# DIRECTION
Reproduce all of the data below without alteration; exclude every picture.

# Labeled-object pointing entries
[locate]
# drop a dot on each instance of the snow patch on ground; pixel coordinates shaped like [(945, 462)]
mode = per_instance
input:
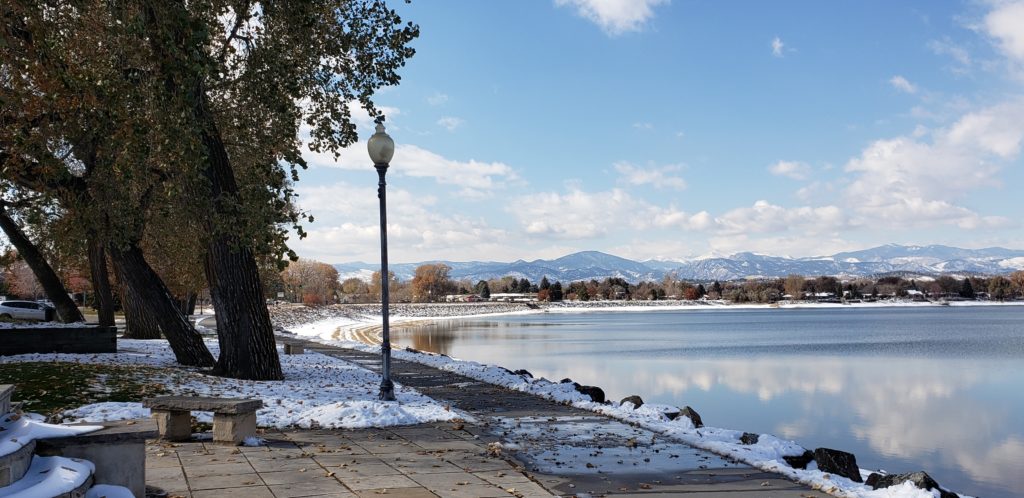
[(318, 390), (766, 454)]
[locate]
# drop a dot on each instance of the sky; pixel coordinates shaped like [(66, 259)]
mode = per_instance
[(670, 129)]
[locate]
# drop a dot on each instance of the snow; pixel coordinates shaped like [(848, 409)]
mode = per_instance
[(318, 390), (766, 454), (50, 476), (42, 325), (108, 491), (18, 430)]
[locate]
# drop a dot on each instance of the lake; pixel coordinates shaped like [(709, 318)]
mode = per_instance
[(935, 388)]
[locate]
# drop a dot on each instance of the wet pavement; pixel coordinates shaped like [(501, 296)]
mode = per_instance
[(572, 452)]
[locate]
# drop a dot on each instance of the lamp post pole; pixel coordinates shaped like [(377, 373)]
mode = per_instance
[(381, 149)]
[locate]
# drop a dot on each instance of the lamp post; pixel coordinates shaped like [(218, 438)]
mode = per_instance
[(381, 149)]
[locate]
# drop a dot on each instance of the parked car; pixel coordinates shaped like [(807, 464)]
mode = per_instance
[(26, 310)]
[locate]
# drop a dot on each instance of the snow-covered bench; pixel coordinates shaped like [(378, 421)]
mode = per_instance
[(233, 419), (118, 451), (27, 467)]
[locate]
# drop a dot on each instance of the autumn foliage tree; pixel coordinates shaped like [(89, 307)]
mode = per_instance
[(317, 281), (431, 282), (141, 115)]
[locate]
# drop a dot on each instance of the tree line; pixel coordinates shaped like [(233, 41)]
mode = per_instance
[(432, 283)]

# REPLY
[locate]
# drop a dot on each instance of the snow patch on ground; pixel coordinates shaped like [(945, 462)]
mode = per_instance
input:
[(318, 390), (766, 454)]
[locate]
# drop a dot on each instance of the sky; pixel coordinates shaped like [(66, 259)]
mode = per_instance
[(670, 129)]
[locate]
# drop a dot on each instance of the snow; pixel coordinates shaped like [(848, 409)]
mode = per_instance
[(318, 390), (766, 454), (50, 476), (42, 325), (108, 491), (18, 430)]
[locate]
# drop a dot on each instance of the lake; pixel coordinates shaped like [(709, 318)]
mode = per_instance
[(935, 388)]
[locate]
# drop a dot on each instance of the wet pavement; pixel coordinates shaped like [(501, 296)]
mode = per_instance
[(572, 452)]
[locate]
# drop a dot on each instance of the lamp post pole; pixel coordinates shaped like [(377, 373)]
mode = per_instance
[(381, 149)]
[locate]
# drop a dot on each instance of the lamp post; pixel coordinates shaped like [(218, 438)]
mode = per_instance
[(381, 149)]
[locate]
# drop a dot on each instance of the parked car; pixel coordinates shaped like [(807, 464)]
mode = per_instance
[(26, 310)]
[locate]
# drop a dot on each instance of the snow-covered bench; pixel coordinates shaped like [(378, 421)]
mode = per_instance
[(233, 419), (118, 451), (27, 467)]
[locate]
# drop a dot on each instance of the autumn foliage tree; pixel coordinates shaped like [(89, 307)]
mode = per_instance
[(317, 281), (431, 282), (141, 115)]
[locate]
# drop a dot on each instance of the tree line; pixel coordinates shaped like [(233, 41)]
mode = per_instance
[(432, 283)]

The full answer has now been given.